[start PASSAGE GIVEN]
The making of Jesse Minter: New Ravens coach 'learned from some of the best'
Published in Football
BALTIMORE — A 33-year-old unemployed Jesse Minter sat across from John Harbaugh.
It was 2017. Minter was interviewing for a coaching assistant job in Baltimore. His resume showed six years of defensive coordinator experience piloting turnarounds at Indiana State, then Georgia State. Harbaugh heard all about it from Minter’s father, Rick, who hired the former Ravens coach at University of Cincinnati 20 years earlier.
“I know you know how to break down and attack an offense,” Harbaugh told Minter.
But he needed to see it for himself.
So, he handed Minter a catalog of one NFL team’s offensive film. The assignment: draw up a report on everything he learned, then present to Harbaugh and his staff how he might scheme against it. Be back in three hours.
He aced it. The Ravens hired Minter that same day.
[end PASSAGE GIVEN]
[start MATERIAL PROVIDED]
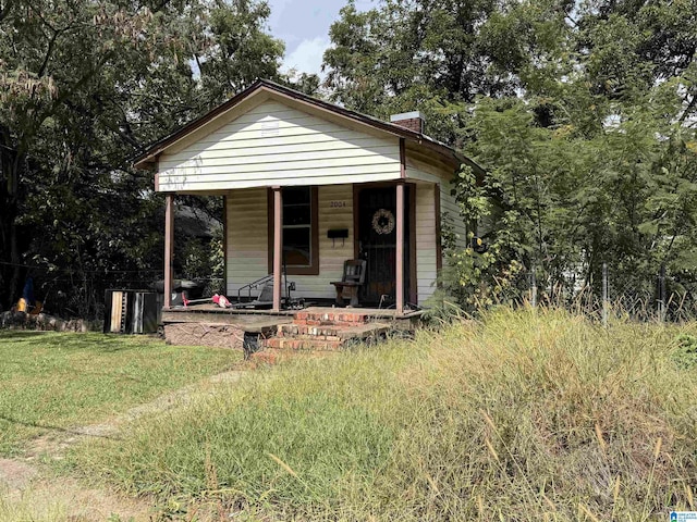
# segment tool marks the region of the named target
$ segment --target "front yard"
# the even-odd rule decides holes
[[[0,333],[0,456],[49,432],[94,424],[242,360],[237,351],[149,337]]]

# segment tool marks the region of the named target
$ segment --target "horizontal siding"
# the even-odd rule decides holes
[[[416,186],[416,284],[419,304],[424,304],[436,290],[438,274],[433,190],[433,185]]]
[[[332,281],[340,281],[343,263],[353,259],[353,186],[318,188],[319,275],[289,275],[293,297],[333,298]],[[332,201],[345,207],[331,207]],[[268,274],[268,200],[266,189],[234,190],[228,197],[228,295]],[[332,241],[330,228],[348,228],[345,240]]]
[[[268,274],[267,192],[265,188],[234,190],[228,195],[228,296]]]
[[[395,179],[399,140],[266,101],[159,159],[160,191]]]
[[[457,248],[462,249],[467,246],[467,227],[465,226],[465,221],[460,214],[460,207],[455,201],[455,197],[450,194],[452,189],[451,183],[443,182],[440,186],[440,211],[441,216],[447,214],[447,217],[443,217],[453,232],[455,233],[455,245]],[[444,252],[443,252],[444,253]],[[448,259],[443,258],[443,265],[445,265]]]
[[[317,195],[319,204],[319,275],[290,275],[297,291],[295,297],[305,299],[330,298],[337,296],[332,281],[341,281],[344,261],[353,259],[353,186],[337,185],[319,187]],[[345,207],[332,208],[331,201],[345,201]],[[348,228],[348,237],[329,239],[327,231],[331,228]]]

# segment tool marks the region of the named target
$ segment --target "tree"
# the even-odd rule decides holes
[[[45,260],[83,278],[152,266],[159,202],[130,158],[278,76],[283,46],[262,30],[268,14],[245,0],[0,5],[3,306],[21,265]]]

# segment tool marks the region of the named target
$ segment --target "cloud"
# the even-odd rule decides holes
[[[305,39],[288,54],[283,64],[288,70],[295,69],[298,73],[315,73],[323,77],[320,72],[322,55],[330,44],[329,38],[322,36]]]

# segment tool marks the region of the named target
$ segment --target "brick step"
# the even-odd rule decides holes
[[[265,348],[297,351],[338,351],[343,340],[296,339],[293,337],[271,337],[264,340]]]
[[[366,337],[381,335],[390,330],[390,325],[383,323],[365,323],[351,325],[320,325],[309,324],[280,324],[279,337],[313,338],[321,337],[322,340],[365,339]]]
[[[266,348],[261,351],[255,351],[249,356],[249,362],[253,365],[259,364],[279,364],[281,362],[289,361],[293,358],[319,358],[335,355],[337,351],[323,351],[323,350],[277,350],[273,348]]]
[[[342,323],[342,324],[356,324],[356,323],[367,323],[370,320],[370,315],[365,312],[352,312],[350,309],[338,309],[337,311],[301,311],[297,312],[293,322],[297,324],[331,324],[331,323]]]

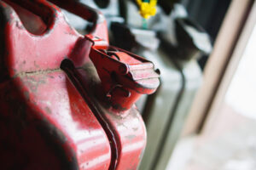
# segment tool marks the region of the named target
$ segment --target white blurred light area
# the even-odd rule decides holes
[[[256,26],[230,83],[225,100],[238,113],[256,119]]]

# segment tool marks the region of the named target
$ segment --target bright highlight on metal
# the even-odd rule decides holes
[[[144,19],[149,19],[156,14],[157,0],[137,0],[140,8],[140,14]]]

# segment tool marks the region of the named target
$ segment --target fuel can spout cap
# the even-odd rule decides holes
[[[111,105],[130,109],[142,94],[153,94],[160,85],[160,71],[152,62],[115,47],[92,47],[90,58]]]

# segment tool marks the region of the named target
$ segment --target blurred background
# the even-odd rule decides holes
[[[140,170],[256,169],[253,0],[159,0],[148,19],[137,1],[80,2],[105,15],[111,44],[161,72],[157,92],[137,104],[148,133]]]

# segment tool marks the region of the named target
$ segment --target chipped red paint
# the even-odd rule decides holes
[[[45,0],[0,1],[1,168],[137,169],[146,130],[133,104],[159,74],[108,45],[100,13],[51,2],[93,22],[91,33]]]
[end MATERIAL PROVIDED]
CHALLENGES:
- a) In the article about Jesse Minter, what job was Minter interviewing for in Baltimore in 2017?
- b) Using the article about Jesse Minter, explain in one to three sentences why Harbaugh gave Minter the assignment on one NFL team's offensive film.
- c) Continue the article about Jesse Minter from its final sentence.

SOLVED TASKS:
- a) A coaching assistant job.

- b) Harbaugh told Minter he knew Minter could break down and attack an offense, but he needed to see it for himself. The film report and presentation let him watch Minter do it.

- c)
Nine years and three coaching stops later, Minter returned to Owings Mills, this time in mid-January for a second-round interview to take Harbaugh’s old job after 18 seasons.
Owner Steve Bisciotti left the team facility impressed by Minter’s vision while general manager Eric DeCosta lauded his “brilliant football mind and spirit” in a joint statement.
The Ravens hired Minter last week to be the fourth coach in franchise history. He’ll be formally introduced Thursday morning. The Baltimore Sun spoke with a dozen people close to Minter, a group of interviewees that includes fellow coaches and current and former players, to understand why Baltimore believes the defensive-minded, first-time head coach is the right person to get the Ravens over the playoff hump.
“There’s no doubt in my mind he was destined to be a head coach in the NFL,” said P.J. Volker, Navy’s defensive coordinator who rose through the ranks alongside Minter and was a groomsman at his wedding. “He’s ready for this opportunity. I think everybody that’s been around him knew this was gonna happen, it was just a matter of when.”
‘Jesse busted his [butt]’
Minter, 42, was born into football.
By his second birthday, Rick had coached at five programs. Jesse was in middle school when Cincinnati hired Rick to be the Bearcats’ head coach. There was a wealth of knowledge at his disposal. The list of assistant coaches who passed through during his tenure is impressive: Harbaugh, Mike Tomlin, Rex Ryan and Jimbo Fisher, to name a few.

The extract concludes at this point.